## BEGIN Text section

One of Arty’s friends from his swing band days was a top-notch sax man named Harry Terrill. Harry was the lead reedman in the Mitchell Ayres Orchestra. They were the band for the Perry Como Show, which was telecast live every week from a theater in Manhattan. A turning point in my life came when Harry invited Arty to take me to see the show. We stood in the wings just off stage. During the commercial breaks, the band performed to entertain the audience in the theater. When I heard that band, and saw a tenor sax man named Boomie Richman stand up and play improvised solos, it was a revelatory moment. Instantly my boyhood fantasies of playing for the Brooklyn Dodgers evaporated. From that point on, a jazz saxophone player is what I wanted to be.


STEPHANIE CHASE:  Coincidentally, my father also began his career playing in a swing band! He played piano in a small ensemble and they needed someone to make music arrangements for the players. When I was just a toddler, my father wrote the music for a children’s television show called Super Circus and conducted the band while wearing a ringmaster’s costume. Later, he worked for a nationally syndicated radio show, Don McNeill’s Breakfast Club, and then for ABC television, all of which had bands or orchestras. It’s too bad those days are over.

What were your music education experiences as a New York City public school student?

## END Text section

▶ _Actions to take_
a. Decide whether each statement agrees with the swing band interview. For each, answer yes or no and quote the words from the interview that decide it.
(i) Harry Terrill was the lead reedman in the Mitchell Ayres Orchestra.
(ii) The Perry Como Show was broadcast from a studio in Los Angeles.
(iii) Stephanie Chase's father played saxophone in a swing band.
b. Write the next part of the swing band interview, picking up right after its final line.
You will not need the entries.

## BEGIN Given data

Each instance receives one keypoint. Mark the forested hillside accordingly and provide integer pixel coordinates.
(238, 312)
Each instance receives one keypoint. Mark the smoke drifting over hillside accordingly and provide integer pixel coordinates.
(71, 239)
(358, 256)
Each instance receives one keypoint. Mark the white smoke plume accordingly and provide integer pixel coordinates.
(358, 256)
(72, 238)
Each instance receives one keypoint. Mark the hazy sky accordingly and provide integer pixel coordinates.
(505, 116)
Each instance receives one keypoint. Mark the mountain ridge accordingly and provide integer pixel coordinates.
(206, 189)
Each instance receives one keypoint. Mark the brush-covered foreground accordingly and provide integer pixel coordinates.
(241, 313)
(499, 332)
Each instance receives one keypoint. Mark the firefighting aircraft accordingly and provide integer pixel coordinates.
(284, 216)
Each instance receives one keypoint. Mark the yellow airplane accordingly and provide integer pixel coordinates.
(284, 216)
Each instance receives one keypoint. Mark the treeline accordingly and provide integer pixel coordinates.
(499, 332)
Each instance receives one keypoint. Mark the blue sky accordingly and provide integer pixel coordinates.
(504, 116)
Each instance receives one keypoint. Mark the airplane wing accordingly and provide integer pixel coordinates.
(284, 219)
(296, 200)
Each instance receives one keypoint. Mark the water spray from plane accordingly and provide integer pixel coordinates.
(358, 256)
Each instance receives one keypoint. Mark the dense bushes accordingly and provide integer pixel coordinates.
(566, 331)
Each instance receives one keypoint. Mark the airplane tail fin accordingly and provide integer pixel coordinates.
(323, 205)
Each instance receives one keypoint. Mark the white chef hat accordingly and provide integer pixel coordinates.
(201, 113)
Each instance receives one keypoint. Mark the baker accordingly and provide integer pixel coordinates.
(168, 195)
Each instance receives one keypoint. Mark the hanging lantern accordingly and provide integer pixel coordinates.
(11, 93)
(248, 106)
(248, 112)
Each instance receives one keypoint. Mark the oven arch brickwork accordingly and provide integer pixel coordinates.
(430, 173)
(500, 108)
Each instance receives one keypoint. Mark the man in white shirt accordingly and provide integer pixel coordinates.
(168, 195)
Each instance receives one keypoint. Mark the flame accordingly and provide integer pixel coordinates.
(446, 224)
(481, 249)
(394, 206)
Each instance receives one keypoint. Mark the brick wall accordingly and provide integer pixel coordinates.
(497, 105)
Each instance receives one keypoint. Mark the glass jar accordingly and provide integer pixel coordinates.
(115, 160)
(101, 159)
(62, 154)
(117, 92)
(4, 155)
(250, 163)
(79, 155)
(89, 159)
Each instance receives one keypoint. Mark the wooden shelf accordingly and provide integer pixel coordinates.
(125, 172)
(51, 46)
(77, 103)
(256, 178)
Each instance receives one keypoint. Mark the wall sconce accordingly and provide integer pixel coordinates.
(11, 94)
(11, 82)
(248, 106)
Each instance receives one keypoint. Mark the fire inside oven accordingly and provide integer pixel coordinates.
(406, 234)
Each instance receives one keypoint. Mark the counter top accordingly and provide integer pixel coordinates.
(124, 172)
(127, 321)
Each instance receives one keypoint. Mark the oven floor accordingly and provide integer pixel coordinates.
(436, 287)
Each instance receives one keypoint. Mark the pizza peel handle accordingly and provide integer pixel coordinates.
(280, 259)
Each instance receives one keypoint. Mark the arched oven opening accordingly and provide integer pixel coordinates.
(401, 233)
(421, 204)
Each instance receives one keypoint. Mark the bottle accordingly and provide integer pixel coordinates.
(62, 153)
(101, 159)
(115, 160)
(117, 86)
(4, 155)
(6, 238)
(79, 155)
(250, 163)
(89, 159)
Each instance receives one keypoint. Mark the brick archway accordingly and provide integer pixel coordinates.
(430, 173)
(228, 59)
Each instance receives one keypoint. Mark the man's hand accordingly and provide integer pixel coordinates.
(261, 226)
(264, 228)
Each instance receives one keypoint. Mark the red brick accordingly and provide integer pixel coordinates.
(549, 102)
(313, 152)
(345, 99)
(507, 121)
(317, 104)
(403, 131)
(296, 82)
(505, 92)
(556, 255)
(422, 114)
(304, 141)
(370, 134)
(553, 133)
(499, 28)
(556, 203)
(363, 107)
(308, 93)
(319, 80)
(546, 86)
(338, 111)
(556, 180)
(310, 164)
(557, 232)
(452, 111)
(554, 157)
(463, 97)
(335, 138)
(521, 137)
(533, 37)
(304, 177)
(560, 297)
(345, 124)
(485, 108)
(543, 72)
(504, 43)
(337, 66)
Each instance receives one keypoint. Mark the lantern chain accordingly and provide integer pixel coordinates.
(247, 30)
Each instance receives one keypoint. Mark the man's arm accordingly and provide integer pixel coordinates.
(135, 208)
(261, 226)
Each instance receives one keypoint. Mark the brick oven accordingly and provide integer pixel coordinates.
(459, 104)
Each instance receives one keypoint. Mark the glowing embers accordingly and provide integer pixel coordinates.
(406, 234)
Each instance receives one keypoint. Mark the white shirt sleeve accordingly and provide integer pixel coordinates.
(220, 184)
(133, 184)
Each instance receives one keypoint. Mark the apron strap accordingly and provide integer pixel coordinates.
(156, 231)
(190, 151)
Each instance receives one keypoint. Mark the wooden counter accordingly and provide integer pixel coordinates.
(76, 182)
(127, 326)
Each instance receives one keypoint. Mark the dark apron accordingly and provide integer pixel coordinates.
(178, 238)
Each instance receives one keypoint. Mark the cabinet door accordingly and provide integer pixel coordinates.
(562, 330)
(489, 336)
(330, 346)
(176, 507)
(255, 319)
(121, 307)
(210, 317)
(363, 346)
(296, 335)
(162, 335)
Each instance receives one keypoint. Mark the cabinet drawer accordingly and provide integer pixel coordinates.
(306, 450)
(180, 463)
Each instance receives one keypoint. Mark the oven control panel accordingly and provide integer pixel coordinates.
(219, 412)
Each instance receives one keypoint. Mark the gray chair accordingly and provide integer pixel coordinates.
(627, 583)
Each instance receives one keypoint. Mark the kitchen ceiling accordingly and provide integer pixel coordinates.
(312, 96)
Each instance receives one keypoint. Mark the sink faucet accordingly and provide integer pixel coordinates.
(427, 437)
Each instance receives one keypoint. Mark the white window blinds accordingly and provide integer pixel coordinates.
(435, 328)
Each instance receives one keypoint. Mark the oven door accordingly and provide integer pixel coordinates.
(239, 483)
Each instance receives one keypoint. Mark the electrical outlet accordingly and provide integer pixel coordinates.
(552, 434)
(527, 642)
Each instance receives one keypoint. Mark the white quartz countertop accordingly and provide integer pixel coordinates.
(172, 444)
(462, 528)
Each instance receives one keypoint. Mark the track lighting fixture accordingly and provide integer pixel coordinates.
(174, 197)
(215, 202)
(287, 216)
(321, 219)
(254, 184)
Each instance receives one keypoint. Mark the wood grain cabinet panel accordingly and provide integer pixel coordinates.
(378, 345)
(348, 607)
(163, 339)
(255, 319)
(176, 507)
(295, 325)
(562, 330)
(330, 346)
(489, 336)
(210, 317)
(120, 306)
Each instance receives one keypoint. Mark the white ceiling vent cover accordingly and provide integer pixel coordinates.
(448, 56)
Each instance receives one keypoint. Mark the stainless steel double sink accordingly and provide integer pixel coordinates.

## END Given data

▶ _Results in order_
a.
(i) Yes: "Harry was the lead reedman in the Mitchell Ayres Orchestra."
(ii) No: "telecast live every week from a theater in Manhattan"
(iii) No: "He played piano in a small ensemble"

b.
JOSEPH SHERMAN: I attended P.S. 148 in Jackson Heights, Queens. They had one music teacher, Miss Duffy, who played piano and gave group singing lessons to every class from kindergarten through sixth grade, so we didn’t see that much of her. When I was in sixth grade, Harry Horowitz, the instrumental music teacher of the local junior high school, visited every sixth grade class in the feeder elementary schools and gave every student a quick musical aptitude test – matching pitches, clapping rhythms. He invited selected students to be in his beginner string class or beginner band class when they entered junior high as seventh graders. This was the way instrumental music programs were run in the NYC public schools in 1957. Selected students would be in a heterogeneous instrumental music class every day in grades seven, eight and nine. All the string instruments were taught together to a class of about 35 kids. Like the strings, all the wind instruments, both brass and woodwinds, were lumped together in large classes.

Mr. Horowitz discovered that I already had clarinet skills, so I never went through the system. I was immediately fast-tracked into the ninth grade orchestra. There were more than 70 kids in that group and they played pretty well. There were weekly assembly days then, when all the boys had to wear white shirts and ties. One whole grade of the junior high would go to the auditorium for some kind of presentation. The 9th grade orchestra would play for many of these assemblies. They also played in the school’s traditional Spring Concert, which was an evening affair, and for the graduation ceremony which was held in the neighborhood movie theater.

After J.H.S. 145, I went to Stuyvesant High School. I graduated in 1962. Stuyvesant was still an all-boys school then. I played clarinet in the concert band, and my career as a saxophonist was launched at Stuyvesant. One of the music teachers was Moe Chusid, an excellent jazz pianist who studied with Lennie Tristano. He pointed the way for me to learn how to swing and how to improvise, using Frank Sinatra and Lester Young as my role models. I was the star of the student jazz band that Mr. Chusid directed.

The Senior Circuit Cabaret: Joseph Sherman (Clarinet), John Austria (Piano), Glendalys Sosa (Vocals) (excerpt)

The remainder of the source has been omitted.